▸ TEXT SECTION:
[Start]

Re^4: Maybe database tables aren't such great "objects," after all ...
by JavaFan (Canon) on Mar 28, 2011 at 12:45 UTC
    How do you maintain transactional integrity in a situation where Perl objects reference multiple tables and different Perl objects might have overlapping table references? It seems to me that sometimes, you want to make sure that a number of Objects being updated result in the database tables being updated atomically and not understanding the impact on the underlying tables might lead one to believe this is being done when it's not.
    Then your encapsulation/abstraction is broke^Wsub optimal.

    Your example seems to come from a notion that still has a very tight coupling between data layout and Perl data structures.

    Conversely, you might only want to operate on a single object and have that update the table without waiting on operations on associated objects.
    "The table"? What table? Again, loosen the idea there should be a mapping between tables and objects (although you probably mean rows and objects (or tables and classes)).
Re^4: Maybe database tables aren't such great "objects," after all ...

[End]

▸ AVAILABLE DATA:
[Start]

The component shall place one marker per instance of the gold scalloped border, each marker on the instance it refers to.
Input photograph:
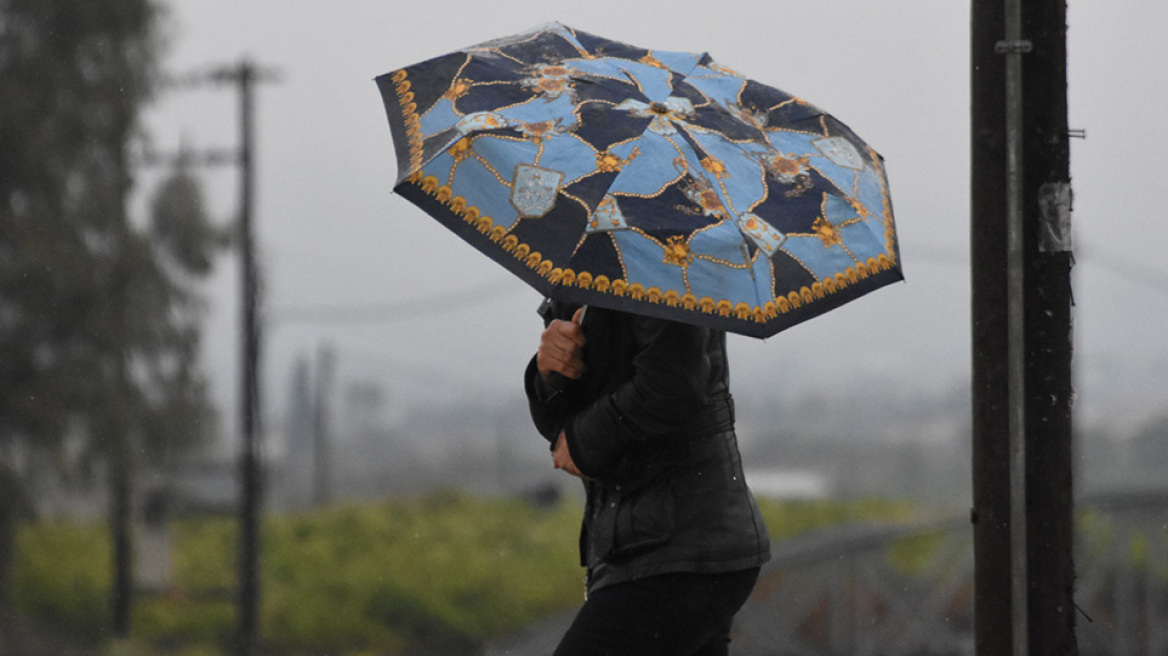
(561, 276)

[End]

Copy the forum reply about database tables and Perl objects in full, word for word.

▸ RESPONSE TO THIS EXERCISE:
Re^4: Maybe database tables aren't such great "objects," after all ...
by JavaFan (Canon) on Mar 28, 2011 at 12:45 UTC
    How do you maintain transactional integrity in a situation where Perl objects reference multiple tables and different Perl objects might have overlapping table references? It seems to me that sometimes, you want to make sure that a number of Objects being updated result in the database tables being updated atomically and not understanding the impact on the underlying tables might lead one to believe this is being done when it's not.
    Then your encapsulation/abstraction is broke^Wsub optimal.

    Your example seems to come from a notion that still has a very tight coupling between data layout and Perl data structures.

    Conversely, you might only want to operate on a single object and have that update the table without waiting on operations on associated objects.
    "The table"? What table? Again, loosen the idea there should be a mapping between tables and objects (although you probably mean rows and objects (or tables and classes)).
Re^4: Maybe database tables aren't such great "objects," after all ...